__TEXTO PARA LEER__:
****************************************
En el mundo, la situación es dispar. Mientras en Japón y en Brasil solo el 15% y el 19% de los decesos son en la casa, respectivamente, en Chile la proporción supera el 45%, aunque allí también podrían influir dificultades de acceso a la atención médica. El oncólogo Ernesto Gil Deza sostiene en su libro Del cáncer y sus demonios. Un mapa de la esperanza (Autoría Editorial, 2018) que parte de la deshumanización de la sociedad radica en haber excluido a la muerte de las casas y las familias para recluirla en hospitales, y dentro de ellos, en salas de terapia intensiva. "Haber medicalizado la muerte -dice Gil Deza- ha permitido diseminar uno de los memes más nocivos de nuestra época: la muerte cotidiana solo es violenta (accidental o delictual) o médica."
****************************************
__MATERIAL PROPORCIONADO__:
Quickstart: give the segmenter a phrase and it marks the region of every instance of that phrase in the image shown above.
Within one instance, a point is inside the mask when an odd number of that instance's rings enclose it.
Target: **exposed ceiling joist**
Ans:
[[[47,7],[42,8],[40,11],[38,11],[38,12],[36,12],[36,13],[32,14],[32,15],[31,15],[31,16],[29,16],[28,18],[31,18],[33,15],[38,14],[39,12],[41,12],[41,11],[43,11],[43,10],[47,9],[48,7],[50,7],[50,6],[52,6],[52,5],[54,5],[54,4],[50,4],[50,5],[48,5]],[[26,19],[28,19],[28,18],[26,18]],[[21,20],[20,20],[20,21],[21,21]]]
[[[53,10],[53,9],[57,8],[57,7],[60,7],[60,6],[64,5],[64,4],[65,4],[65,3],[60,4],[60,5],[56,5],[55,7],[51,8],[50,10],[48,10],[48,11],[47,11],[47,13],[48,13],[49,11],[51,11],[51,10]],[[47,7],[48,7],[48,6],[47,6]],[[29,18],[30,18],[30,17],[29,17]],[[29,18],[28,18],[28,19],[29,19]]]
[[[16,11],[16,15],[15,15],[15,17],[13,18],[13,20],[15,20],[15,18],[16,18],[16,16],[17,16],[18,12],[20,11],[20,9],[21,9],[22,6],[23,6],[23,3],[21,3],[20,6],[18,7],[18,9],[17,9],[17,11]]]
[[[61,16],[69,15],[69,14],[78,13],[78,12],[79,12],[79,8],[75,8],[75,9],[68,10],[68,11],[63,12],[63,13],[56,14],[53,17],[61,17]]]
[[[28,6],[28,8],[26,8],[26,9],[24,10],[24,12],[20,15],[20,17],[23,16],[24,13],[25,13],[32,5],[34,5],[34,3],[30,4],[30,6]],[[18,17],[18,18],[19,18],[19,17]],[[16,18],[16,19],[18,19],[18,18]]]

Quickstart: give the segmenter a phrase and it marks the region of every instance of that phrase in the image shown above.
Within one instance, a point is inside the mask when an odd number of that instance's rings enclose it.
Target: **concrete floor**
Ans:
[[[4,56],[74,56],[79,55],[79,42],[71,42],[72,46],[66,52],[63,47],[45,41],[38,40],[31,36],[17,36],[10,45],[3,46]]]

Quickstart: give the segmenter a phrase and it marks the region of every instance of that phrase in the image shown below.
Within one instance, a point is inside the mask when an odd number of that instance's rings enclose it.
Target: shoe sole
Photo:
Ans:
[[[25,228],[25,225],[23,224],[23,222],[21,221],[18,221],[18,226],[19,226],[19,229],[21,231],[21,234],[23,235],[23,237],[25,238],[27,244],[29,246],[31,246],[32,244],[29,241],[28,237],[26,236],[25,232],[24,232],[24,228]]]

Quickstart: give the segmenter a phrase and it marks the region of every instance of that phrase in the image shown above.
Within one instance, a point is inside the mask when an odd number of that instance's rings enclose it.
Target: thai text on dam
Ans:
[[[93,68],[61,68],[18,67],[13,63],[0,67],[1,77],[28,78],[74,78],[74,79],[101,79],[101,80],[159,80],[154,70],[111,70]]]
****************************************
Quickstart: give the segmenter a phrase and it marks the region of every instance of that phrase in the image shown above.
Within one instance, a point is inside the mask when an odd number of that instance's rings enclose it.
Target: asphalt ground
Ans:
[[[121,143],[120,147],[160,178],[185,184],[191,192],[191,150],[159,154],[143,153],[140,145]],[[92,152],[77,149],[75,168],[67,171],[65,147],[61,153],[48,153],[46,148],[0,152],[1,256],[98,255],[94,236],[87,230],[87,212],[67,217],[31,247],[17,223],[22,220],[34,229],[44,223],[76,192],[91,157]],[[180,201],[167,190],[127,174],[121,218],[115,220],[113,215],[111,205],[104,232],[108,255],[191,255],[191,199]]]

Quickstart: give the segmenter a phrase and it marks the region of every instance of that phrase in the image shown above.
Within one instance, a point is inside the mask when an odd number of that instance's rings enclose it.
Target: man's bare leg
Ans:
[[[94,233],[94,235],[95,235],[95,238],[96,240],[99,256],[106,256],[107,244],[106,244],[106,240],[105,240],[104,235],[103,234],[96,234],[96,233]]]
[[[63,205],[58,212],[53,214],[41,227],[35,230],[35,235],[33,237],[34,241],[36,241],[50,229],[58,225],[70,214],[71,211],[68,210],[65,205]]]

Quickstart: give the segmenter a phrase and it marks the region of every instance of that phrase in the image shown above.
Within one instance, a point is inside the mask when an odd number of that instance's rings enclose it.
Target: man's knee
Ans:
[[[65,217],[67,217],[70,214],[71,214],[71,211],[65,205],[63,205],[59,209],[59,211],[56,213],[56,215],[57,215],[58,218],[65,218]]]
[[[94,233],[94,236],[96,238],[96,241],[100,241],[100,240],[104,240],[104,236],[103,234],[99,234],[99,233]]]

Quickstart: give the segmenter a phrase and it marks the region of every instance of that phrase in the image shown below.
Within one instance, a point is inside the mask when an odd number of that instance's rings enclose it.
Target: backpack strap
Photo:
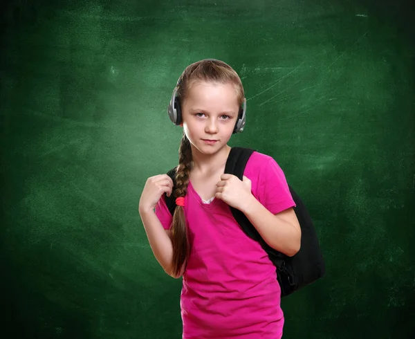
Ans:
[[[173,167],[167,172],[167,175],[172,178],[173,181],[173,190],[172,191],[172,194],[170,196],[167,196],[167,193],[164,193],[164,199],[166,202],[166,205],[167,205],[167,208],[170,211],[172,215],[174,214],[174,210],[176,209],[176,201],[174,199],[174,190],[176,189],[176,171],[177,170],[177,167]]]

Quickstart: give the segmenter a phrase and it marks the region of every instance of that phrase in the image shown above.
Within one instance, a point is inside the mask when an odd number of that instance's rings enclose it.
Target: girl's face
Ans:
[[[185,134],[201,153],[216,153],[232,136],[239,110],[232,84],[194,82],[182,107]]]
****************************************
__CONSIGNA__:
Continúa el texto sobre la muerte en casa a partir de su última oración. Las entradas son material independiente y no forman parte del texto.

__RESPUESTA ESCRITA__:
Pros y contras
En contrapartida, el hogar se percibe como un espacio que otorga confort, intimidad y seguridad al enfermo, describe la doctora en ciencias sociales Natalia Luxardo, investigadora del Conicet en el Instituto Gino Germani y autora del libro Morir en casa. El cuidado en el hogar en el final de la vida (Biblos, 2011).
"Pero no necesariamente morir en el domicilio es la mejor opción", advierte Luxardo. Y propone considerar factores como el impacto laboral, y el desgaste físico y emocional de los cuidadores (sobre todo, en períodos prolongados); los cambios de preferencia en el curso de una enfermedad; y el hecho de que hay pacientes que no quieren sentirse una "carga". Por otra parte, la escalada de complicaciones de los últimos días a veces torna inevitable la internación.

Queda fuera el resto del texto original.